Point-per-instance localization data:
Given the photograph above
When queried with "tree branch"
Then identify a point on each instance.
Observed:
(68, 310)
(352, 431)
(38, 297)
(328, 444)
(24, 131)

**Problem:** Restate the data above word for word, omitting nothing.

**Exercise answer:**
Given the photograph above
When queried with "tree branch"
Then identify a point on each instance.
Observed:
(68, 310)
(352, 431)
(38, 297)
(328, 444)
(24, 131)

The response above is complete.